§ Stated problem:
Copy each of the records below word for word, with no changes.

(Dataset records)

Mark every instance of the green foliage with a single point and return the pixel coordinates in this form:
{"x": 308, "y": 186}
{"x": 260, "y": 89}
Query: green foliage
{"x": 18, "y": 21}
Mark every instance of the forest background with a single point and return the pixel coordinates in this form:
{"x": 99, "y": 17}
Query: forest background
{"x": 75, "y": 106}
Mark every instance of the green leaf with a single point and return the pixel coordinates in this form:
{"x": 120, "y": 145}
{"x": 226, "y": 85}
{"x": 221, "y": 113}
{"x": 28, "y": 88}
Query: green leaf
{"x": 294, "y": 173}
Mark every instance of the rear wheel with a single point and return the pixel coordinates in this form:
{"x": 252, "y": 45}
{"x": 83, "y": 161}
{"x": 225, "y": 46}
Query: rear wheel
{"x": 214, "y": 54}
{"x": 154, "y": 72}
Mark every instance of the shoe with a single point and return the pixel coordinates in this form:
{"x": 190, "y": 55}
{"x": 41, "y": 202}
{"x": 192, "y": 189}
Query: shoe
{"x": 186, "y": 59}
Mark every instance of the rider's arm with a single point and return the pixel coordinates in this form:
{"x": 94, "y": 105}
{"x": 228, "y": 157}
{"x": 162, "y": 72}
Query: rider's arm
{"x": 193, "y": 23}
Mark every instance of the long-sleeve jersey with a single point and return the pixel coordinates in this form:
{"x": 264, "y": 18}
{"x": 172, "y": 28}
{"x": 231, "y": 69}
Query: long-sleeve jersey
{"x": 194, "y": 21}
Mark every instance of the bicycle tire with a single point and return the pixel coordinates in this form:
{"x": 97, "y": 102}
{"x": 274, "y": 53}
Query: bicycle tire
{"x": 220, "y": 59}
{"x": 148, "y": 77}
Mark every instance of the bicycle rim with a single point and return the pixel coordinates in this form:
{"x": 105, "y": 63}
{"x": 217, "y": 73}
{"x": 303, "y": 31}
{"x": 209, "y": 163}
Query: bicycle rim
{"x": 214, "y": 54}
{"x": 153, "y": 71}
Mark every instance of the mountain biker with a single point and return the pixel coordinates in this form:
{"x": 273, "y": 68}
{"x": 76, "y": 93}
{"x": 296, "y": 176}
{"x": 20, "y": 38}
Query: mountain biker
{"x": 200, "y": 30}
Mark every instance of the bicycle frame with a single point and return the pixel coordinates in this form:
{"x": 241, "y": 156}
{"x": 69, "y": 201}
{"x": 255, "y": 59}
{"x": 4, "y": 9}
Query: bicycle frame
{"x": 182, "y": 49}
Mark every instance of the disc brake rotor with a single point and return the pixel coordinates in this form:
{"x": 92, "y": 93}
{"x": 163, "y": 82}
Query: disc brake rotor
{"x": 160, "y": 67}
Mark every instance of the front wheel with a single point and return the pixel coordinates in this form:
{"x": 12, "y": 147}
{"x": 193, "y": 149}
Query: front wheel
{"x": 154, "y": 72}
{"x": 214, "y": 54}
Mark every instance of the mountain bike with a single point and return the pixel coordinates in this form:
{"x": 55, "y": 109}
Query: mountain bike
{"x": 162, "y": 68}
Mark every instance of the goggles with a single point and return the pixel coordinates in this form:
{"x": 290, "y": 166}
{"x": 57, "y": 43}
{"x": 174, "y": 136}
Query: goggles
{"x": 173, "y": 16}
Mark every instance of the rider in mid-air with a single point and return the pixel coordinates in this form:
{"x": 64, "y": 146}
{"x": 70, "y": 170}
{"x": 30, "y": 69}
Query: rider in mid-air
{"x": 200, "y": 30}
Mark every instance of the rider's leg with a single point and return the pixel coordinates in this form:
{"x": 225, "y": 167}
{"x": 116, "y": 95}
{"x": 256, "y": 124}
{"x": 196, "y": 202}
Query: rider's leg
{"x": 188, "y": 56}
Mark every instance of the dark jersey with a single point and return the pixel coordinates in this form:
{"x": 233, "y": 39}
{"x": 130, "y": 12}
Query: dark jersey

§ Exercise response:
Mark every instance of the green foliage with a single point and return the pixel coordinates in this form:
{"x": 308, "y": 186}
{"x": 260, "y": 89}
Query: green foliage
{"x": 18, "y": 21}
Mark every instance of the forest background with a single point and return the pixel coordinates in this form:
{"x": 99, "y": 17}
Query: forest background
{"x": 75, "y": 106}
Mark every instance of the green leaf with a single point and return the pixel coordinates in this form:
{"x": 120, "y": 145}
{"x": 226, "y": 85}
{"x": 221, "y": 113}
{"x": 28, "y": 88}
Query: green leaf
{"x": 294, "y": 173}
Mark every instance of the rear wheel with a single point and return the pixel coordinates in this form:
{"x": 252, "y": 45}
{"x": 83, "y": 161}
{"x": 225, "y": 46}
Query: rear wheel
{"x": 214, "y": 54}
{"x": 154, "y": 72}
Mark every instance of the shoe with a single point and return the pixel coordinates in this form:
{"x": 190, "y": 55}
{"x": 41, "y": 202}
{"x": 192, "y": 189}
Query: shoe
{"x": 186, "y": 59}
Mark every instance of the rider's arm with a single point and return the pixel coordinates in this form:
{"x": 94, "y": 105}
{"x": 228, "y": 157}
{"x": 162, "y": 72}
Query: rider's arm
{"x": 193, "y": 23}
Mark every instance of the long-sleeve jersey with a single point and return the pixel coordinates in this form:
{"x": 264, "y": 18}
{"x": 172, "y": 28}
{"x": 231, "y": 69}
Query: long-sleeve jersey
{"x": 194, "y": 21}
Mark every instance of the bicycle tire with a single point and return the pixel coordinates in this form:
{"x": 97, "y": 102}
{"x": 274, "y": 53}
Query: bicycle tire
{"x": 220, "y": 59}
{"x": 148, "y": 77}
Mark every instance of the bicycle rim with a single point and return the pixel coordinates in this form:
{"x": 105, "y": 63}
{"x": 217, "y": 73}
{"x": 303, "y": 31}
{"x": 209, "y": 163}
Query: bicycle rim
{"x": 214, "y": 54}
{"x": 153, "y": 71}
Mark every instance of the mountain biker with a single point and return the pixel coordinates in this form:
{"x": 273, "y": 68}
{"x": 76, "y": 93}
{"x": 296, "y": 176}
{"x": 20, "y": 38}
Query: mountain biker
{"x": 200, "y": 30}
Mark every instance of the bicycle frame with a single point and return the pixel coordinates in this form:
{"x": 241, "y": 156}
{"x": 69, "y": 201}
{"x": 255, "y": 59}
{"x": 4, "y": 9}
Query: bicycle frame
{"x": 182, "y": 49}
Mark every instance of the disc brake rotor with a single point and return the pixel coordinates in this form:
{"x": 92, "y": 93}
{"x": 163, "y": 82}
Query: disc brake rotor
{"x": 160, "y": 67}
Mark every instance of the front wheel with a single point and return the pixel coordinates in this form:
{"x": 12, "y": 147}
{"x": 193, "y": 149}
Query: front wheel
{"x": 154, "y": 72}
{"x": 214, "y": 54}
Mark every instance of the mountain bike with a single point and return the pixel coordinates in this form:
{"x": 55, "y": 109}
Query: mountain bike
{"x": 162, "y": 68}
Mark every instance of the goggles with a single point and return the pixel coordinates in this form:
{"x": 290, "y": 166}
{"x": 57, "y": 43}
{"x": 174, "y": 136}
Query: goggles
{"x": 173, "y": 16}
Mark every instance of the rider in mid-air with a single point and return the pixel coordinates in this form:
{"x": 64, "y": 146}
{"x": 70, "y": 170}
{"x": 30, "y": 69}
Query: rider in mid-air
{"x": 200, "y": 30}
Mark every instance of the rider's leg with a single point and return the pixel coordinates in this form:
{"x": 225, "y": 167}
{"x": 116, "y": 95}
{"x": 256, "y": 124}
{"x": 196, "y": 202}
Query: rider's leg
{"x": 188, "y": 56}
Mark every instance of the dark jersey with a single point and return the pixel coordinates in this form:
{"x": 233, "y": 39}
{"x": 130, "y": 12}
Query: dark jersey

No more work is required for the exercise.